:: STORED DATA ::
## Start
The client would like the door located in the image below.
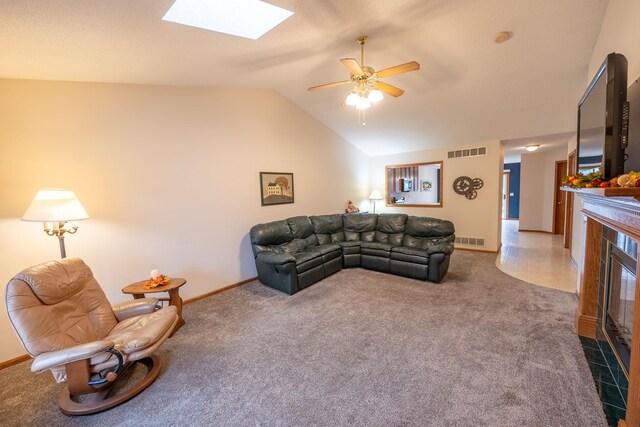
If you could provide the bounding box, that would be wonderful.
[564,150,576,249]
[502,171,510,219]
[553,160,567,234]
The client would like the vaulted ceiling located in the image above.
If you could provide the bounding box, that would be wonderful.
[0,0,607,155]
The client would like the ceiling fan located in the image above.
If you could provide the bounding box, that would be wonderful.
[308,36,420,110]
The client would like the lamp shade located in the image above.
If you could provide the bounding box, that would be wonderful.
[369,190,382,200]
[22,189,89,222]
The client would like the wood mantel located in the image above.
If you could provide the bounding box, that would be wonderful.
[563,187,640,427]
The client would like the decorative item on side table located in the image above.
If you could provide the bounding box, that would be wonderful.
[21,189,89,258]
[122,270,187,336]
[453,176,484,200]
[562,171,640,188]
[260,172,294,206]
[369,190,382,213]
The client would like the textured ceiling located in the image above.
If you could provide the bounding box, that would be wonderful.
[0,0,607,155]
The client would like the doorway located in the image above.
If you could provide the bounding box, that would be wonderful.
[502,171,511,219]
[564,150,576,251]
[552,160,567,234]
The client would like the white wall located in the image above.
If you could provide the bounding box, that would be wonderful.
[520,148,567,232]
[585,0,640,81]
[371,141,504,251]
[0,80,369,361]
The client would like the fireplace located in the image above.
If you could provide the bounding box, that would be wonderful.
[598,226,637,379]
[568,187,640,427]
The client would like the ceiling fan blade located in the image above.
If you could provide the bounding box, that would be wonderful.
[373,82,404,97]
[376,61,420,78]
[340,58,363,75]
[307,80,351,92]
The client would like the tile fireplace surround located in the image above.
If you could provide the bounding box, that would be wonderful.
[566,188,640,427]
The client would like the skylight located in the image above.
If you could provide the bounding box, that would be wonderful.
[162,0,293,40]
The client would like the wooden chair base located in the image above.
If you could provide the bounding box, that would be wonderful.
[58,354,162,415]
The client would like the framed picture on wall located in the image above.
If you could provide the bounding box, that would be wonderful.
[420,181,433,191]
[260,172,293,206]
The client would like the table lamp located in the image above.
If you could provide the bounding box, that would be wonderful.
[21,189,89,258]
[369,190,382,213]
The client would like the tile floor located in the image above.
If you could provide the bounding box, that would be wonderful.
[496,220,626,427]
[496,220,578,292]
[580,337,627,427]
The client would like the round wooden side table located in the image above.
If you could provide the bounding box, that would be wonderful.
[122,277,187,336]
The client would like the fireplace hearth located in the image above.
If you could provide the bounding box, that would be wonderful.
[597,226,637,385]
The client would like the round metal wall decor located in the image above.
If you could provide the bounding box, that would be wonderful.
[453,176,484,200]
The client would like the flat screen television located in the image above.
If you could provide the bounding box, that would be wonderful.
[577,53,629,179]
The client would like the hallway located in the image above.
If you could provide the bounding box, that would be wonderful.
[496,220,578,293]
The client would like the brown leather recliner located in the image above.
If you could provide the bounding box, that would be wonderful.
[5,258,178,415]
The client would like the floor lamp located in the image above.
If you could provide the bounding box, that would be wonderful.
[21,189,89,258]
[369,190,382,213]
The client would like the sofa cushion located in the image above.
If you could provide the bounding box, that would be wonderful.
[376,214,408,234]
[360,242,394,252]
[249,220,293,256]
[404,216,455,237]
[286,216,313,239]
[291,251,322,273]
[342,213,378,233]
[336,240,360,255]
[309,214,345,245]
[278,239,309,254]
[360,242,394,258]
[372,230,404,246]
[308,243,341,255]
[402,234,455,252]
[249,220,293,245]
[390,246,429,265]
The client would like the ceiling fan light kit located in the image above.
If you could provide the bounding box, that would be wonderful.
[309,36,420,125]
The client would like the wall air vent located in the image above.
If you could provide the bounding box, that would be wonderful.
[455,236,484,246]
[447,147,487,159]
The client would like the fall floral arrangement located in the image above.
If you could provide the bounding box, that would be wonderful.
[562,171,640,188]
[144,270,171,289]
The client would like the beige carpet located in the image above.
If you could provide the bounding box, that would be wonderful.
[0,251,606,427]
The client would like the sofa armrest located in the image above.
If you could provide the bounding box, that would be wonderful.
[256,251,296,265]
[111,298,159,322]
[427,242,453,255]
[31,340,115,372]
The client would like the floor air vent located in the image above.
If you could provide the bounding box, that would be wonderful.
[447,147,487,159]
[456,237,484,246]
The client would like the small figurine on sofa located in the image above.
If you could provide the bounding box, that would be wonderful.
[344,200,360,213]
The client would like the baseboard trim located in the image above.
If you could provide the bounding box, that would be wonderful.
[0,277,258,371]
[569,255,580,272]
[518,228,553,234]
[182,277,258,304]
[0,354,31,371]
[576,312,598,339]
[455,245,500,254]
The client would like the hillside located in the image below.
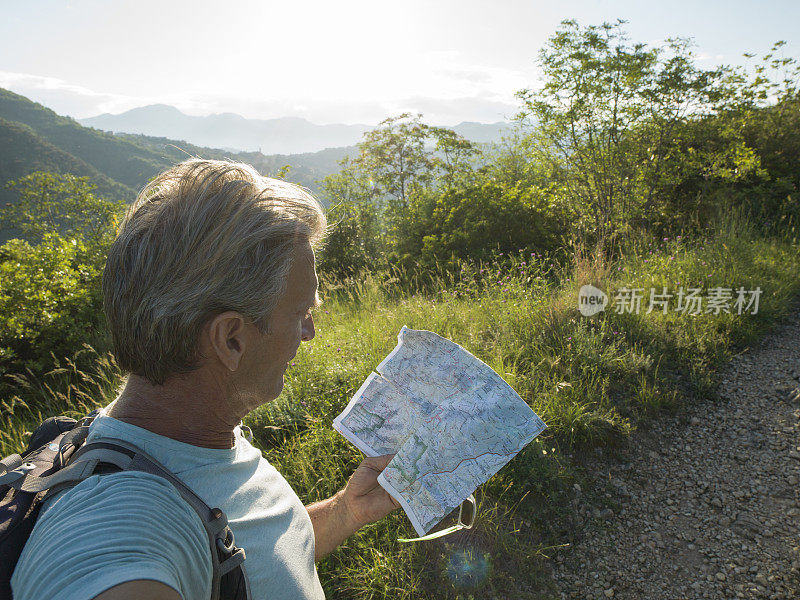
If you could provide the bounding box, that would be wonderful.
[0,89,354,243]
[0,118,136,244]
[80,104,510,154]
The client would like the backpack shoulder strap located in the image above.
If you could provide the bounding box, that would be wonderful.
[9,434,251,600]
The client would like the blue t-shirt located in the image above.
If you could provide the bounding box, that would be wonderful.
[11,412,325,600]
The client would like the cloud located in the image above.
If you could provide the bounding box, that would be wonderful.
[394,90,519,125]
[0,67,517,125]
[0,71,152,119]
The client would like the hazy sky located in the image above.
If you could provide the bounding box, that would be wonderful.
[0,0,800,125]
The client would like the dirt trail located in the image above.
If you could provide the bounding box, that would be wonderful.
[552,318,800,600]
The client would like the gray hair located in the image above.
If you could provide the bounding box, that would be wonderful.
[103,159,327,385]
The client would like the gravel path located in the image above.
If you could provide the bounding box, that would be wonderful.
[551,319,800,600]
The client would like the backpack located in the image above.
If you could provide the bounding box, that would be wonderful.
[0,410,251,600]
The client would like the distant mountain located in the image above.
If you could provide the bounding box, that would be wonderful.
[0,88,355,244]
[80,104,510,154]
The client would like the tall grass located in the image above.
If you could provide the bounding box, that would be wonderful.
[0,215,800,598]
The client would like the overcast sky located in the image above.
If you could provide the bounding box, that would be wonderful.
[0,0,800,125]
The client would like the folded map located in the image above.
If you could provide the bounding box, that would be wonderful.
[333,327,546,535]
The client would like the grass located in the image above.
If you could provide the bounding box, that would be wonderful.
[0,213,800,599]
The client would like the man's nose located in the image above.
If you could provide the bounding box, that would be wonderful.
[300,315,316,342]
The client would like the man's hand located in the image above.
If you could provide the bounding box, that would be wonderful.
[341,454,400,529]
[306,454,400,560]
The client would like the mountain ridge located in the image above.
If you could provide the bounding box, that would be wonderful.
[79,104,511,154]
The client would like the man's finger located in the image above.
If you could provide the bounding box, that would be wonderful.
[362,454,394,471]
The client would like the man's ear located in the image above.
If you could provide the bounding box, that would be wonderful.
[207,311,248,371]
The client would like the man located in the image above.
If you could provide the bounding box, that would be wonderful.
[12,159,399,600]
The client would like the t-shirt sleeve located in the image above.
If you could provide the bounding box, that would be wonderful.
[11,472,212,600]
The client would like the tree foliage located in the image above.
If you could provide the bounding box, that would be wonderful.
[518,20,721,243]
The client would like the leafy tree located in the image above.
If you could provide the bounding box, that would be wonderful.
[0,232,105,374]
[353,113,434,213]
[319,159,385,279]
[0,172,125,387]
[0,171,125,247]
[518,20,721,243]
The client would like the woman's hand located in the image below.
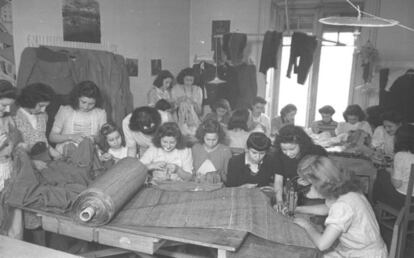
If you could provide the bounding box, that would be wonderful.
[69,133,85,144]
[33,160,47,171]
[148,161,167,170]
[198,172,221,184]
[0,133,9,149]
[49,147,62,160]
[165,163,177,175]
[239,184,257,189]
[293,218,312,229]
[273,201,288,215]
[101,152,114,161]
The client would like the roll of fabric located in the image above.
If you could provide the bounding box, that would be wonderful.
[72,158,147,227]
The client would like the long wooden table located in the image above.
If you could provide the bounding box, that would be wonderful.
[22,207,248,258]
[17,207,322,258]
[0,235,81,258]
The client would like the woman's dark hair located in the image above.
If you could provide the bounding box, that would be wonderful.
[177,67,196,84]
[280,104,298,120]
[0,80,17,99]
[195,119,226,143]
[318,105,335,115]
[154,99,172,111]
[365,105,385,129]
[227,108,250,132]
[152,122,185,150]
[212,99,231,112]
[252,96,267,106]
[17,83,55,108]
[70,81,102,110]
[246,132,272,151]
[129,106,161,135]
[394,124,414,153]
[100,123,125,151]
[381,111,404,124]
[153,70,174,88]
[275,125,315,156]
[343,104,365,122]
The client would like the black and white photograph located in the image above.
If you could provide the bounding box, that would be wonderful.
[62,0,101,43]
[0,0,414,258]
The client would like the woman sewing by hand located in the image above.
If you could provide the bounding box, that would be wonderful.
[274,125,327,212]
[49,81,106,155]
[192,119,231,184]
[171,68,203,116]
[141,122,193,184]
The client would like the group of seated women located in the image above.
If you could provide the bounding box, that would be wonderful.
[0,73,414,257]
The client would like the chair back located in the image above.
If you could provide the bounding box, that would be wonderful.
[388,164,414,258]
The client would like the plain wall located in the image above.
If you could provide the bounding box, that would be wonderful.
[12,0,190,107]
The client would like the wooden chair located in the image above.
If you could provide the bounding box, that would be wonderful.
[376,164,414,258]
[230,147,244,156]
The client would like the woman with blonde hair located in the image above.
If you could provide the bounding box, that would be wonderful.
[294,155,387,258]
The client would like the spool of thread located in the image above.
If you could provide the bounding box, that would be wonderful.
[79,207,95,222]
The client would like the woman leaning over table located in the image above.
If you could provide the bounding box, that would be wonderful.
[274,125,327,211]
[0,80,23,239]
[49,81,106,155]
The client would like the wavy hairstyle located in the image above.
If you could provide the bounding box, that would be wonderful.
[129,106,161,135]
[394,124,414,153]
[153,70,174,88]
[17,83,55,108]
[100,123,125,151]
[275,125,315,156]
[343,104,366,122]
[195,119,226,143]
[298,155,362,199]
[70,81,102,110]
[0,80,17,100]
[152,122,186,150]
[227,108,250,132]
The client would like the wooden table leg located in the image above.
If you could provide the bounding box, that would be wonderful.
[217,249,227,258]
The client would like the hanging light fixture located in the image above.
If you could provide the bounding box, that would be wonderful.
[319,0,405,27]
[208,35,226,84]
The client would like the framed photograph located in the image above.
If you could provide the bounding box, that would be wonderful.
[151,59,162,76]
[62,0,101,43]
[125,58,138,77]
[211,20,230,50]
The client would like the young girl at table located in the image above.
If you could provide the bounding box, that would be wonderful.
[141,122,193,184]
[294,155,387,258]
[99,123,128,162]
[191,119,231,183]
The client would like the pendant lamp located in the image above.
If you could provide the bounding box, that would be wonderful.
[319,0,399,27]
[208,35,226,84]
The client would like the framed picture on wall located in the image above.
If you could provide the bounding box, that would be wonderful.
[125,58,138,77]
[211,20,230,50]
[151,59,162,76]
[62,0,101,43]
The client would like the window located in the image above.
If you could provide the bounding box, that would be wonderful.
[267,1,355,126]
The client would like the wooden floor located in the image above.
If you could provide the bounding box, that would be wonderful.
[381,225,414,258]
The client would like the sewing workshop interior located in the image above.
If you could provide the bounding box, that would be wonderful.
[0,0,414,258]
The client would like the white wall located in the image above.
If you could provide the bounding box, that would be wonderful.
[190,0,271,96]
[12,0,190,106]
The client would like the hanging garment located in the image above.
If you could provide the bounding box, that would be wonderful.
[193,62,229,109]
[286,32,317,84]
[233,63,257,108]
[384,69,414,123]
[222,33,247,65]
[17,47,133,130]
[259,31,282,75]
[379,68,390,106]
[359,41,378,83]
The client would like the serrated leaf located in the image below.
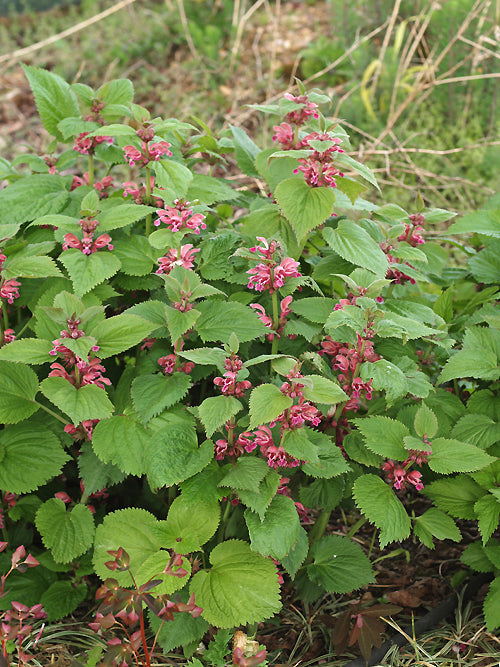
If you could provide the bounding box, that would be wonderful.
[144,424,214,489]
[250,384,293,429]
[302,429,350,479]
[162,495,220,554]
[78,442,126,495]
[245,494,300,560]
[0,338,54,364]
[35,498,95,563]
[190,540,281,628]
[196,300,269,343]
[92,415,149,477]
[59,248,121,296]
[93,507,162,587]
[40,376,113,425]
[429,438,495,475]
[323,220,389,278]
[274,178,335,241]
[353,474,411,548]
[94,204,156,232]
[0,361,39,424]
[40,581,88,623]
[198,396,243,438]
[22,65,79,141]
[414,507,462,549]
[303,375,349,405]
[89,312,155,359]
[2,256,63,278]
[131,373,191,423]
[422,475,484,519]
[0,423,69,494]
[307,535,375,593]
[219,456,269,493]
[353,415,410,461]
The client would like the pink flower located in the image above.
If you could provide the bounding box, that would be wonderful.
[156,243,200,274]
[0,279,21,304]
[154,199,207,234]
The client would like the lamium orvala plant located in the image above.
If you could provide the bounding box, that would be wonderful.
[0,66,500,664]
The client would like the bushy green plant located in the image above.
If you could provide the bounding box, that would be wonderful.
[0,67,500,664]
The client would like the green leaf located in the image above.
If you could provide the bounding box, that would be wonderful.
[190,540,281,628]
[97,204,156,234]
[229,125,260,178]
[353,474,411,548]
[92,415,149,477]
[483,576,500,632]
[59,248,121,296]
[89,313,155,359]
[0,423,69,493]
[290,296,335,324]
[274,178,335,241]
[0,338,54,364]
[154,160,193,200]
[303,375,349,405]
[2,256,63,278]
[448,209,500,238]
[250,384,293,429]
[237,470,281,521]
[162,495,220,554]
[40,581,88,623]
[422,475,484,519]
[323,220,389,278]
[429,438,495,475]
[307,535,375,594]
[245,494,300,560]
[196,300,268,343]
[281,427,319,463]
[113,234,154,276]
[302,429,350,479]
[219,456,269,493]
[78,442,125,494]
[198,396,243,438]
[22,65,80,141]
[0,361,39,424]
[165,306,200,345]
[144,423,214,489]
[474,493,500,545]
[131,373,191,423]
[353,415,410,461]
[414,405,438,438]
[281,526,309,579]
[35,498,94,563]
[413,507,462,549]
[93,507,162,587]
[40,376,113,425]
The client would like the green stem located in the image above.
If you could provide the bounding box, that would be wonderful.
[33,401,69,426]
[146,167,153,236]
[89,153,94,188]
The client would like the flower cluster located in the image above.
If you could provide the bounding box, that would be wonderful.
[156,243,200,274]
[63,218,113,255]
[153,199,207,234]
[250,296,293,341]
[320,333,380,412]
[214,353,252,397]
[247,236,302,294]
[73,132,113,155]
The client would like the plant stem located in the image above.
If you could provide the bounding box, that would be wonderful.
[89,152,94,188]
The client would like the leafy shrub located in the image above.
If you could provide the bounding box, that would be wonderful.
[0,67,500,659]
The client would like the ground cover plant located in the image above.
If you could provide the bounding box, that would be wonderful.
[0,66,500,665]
## End
:: TASK TO COMPLETE ::
Reproduce verbatim the stretch of the records from the line containing "The client would like the window" through the line containing "[12,0,190,106]", both included.

:: ANSWER TO THE EXERCISE ::
The client would like the window located in the image above.
If you could provide the bounding box, that would be wonderful.
[267,1,355,126]
The client would like the wooden floor located in the image above.
If you could provide the bounding box, that would be wonderful.
[381,225,414,258]
The client would like the sewing workshop interior located in the image above.
If you could provide the bounding box, that would be wonderful.
[0,0,414,258]
The client would like the white wall located in the image above.
If you could provide the bounding box, that would be wonderful.
[190,0,271,96]
[12,0,190,106]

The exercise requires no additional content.